[[ AVAILABLE DATA open ]]
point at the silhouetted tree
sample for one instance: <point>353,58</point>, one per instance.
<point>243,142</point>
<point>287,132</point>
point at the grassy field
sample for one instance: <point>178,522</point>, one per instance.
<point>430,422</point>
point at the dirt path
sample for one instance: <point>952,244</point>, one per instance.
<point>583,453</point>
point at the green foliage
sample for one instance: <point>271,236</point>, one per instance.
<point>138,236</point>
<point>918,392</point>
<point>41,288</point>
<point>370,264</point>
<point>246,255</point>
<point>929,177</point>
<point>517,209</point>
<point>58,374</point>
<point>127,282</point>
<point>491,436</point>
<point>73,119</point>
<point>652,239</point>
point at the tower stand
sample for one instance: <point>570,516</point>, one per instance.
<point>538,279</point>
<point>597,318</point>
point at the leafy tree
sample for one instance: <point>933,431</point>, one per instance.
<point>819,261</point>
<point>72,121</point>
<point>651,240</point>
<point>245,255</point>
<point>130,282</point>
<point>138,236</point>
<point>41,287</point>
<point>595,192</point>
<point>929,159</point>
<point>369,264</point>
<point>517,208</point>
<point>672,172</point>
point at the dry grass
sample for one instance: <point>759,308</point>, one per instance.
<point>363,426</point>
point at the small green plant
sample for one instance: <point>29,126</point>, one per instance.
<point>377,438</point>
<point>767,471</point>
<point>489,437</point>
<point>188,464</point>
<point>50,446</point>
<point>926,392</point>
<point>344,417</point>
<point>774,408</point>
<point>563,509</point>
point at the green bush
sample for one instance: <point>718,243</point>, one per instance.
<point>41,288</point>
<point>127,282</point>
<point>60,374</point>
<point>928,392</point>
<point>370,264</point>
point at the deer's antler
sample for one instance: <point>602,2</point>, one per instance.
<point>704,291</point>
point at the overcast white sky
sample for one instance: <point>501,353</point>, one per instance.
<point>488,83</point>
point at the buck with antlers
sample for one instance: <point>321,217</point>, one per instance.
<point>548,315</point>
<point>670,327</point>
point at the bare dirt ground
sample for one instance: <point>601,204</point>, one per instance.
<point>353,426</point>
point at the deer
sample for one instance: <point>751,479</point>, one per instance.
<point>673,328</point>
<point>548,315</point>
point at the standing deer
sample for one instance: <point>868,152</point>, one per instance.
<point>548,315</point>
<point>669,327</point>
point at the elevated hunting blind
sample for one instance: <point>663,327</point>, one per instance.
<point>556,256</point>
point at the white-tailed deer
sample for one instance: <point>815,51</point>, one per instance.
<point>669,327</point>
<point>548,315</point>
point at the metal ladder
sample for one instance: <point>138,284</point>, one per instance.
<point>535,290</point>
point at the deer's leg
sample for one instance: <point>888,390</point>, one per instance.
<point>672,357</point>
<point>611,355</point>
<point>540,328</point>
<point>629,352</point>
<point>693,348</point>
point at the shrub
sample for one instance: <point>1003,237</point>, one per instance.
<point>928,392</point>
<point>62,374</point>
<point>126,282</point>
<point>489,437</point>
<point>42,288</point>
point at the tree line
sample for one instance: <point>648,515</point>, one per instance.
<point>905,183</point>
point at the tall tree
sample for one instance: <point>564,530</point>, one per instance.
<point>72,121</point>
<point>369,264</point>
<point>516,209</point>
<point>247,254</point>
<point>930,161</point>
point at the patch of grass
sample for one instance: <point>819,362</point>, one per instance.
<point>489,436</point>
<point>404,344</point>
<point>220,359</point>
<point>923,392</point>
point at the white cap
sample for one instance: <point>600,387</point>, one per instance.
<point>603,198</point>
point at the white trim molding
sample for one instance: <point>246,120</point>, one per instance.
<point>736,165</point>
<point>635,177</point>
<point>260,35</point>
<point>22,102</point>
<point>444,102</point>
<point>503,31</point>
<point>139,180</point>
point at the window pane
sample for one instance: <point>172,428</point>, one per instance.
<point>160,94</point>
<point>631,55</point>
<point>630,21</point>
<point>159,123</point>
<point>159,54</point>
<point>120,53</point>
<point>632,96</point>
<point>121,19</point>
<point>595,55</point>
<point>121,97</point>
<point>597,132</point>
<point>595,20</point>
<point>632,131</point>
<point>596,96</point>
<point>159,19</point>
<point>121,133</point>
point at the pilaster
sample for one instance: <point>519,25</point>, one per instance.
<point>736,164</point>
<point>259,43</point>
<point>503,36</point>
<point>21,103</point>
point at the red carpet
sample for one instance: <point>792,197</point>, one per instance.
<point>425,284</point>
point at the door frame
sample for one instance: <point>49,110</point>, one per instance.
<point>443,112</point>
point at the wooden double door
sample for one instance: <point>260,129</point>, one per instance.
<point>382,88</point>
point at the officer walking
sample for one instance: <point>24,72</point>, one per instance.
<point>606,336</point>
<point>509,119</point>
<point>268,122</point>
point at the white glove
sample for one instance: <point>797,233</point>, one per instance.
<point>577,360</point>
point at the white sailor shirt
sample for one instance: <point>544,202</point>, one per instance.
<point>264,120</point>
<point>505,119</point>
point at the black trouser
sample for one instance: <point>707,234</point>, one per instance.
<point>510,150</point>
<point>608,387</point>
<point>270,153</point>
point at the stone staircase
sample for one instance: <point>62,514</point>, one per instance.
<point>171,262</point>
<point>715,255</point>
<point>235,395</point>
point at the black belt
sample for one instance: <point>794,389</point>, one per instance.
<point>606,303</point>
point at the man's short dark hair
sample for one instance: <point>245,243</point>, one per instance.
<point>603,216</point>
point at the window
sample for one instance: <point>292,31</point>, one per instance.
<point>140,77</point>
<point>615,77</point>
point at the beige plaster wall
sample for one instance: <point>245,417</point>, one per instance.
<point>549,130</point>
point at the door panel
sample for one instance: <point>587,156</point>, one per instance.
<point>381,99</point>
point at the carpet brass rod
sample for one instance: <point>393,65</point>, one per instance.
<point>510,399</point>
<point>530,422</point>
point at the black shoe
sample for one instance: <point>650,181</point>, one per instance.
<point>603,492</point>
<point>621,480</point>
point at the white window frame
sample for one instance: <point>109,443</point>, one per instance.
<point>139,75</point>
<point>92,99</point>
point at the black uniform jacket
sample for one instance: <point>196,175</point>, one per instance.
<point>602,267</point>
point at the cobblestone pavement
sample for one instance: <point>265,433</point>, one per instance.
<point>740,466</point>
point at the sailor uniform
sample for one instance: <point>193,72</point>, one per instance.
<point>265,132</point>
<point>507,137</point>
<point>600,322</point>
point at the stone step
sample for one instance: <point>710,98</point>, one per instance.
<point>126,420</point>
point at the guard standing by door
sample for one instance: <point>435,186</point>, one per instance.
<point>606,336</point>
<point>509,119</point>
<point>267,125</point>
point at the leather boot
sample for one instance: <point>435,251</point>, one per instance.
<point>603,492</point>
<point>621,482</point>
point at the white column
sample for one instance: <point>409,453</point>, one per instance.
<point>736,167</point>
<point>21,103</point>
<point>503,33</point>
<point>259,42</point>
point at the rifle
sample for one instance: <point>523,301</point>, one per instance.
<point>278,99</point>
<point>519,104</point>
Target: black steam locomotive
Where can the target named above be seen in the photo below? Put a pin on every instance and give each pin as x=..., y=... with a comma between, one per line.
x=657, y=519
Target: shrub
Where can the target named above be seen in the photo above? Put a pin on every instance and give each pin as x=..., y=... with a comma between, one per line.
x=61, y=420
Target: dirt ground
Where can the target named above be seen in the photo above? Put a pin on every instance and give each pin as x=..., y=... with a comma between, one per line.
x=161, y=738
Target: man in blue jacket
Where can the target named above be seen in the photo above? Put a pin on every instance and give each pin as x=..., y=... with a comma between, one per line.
[[ AVAILABLE DATA closed ]]
§ **WHAT IS NEEDED**: Starting at the line above that contains "sample for one instance: <point>707,234</point>, one", repeat each line exactly up to and including the line that contains "point at the white window frame", and stop there.

§ **SOLUTION TO THIS EXERCISE**:
sample for one instance: <point>707,234</point>, one per instance.
<point>510,150</point>
<point>608,387</point>
<point>270,153</point>
point at the stone staircase
sample for one instance: <point>62,514</point>, one per instance.
<point>171,262</point>
<point>715,255</point>
<point>235,395</point>
point at the black belt
sample for one instance: <point>794,389</point>, one per instance.
<point>606,303</point>
point at the man's short dark hair
sample for one instance: <point>245,243</point>, one per instance.
<point>603,216</point>
point at the window
sample for one instance: <point>292,31</point>, one per instance.
<point>140,77</point>
<point>615,77</point>
point at the beige plaster wall
sample for one instance: <point>245,417</point>, one per instance.
<point>549,130</point>
point at the door panel
sample for one instance: <point>587,156</point>, one per instance.
<point>381,99</point>
point at the carpet brass rod
sample for one instance: <point>393,65</point>, one per instance.
<point>510,399</point>
<point>530,422</point>
point at the black shoe
sample for one instance: <point>650,181</point>, one per instance.
<point>603,492</point>
<point>621,480</point>
point at the white window frame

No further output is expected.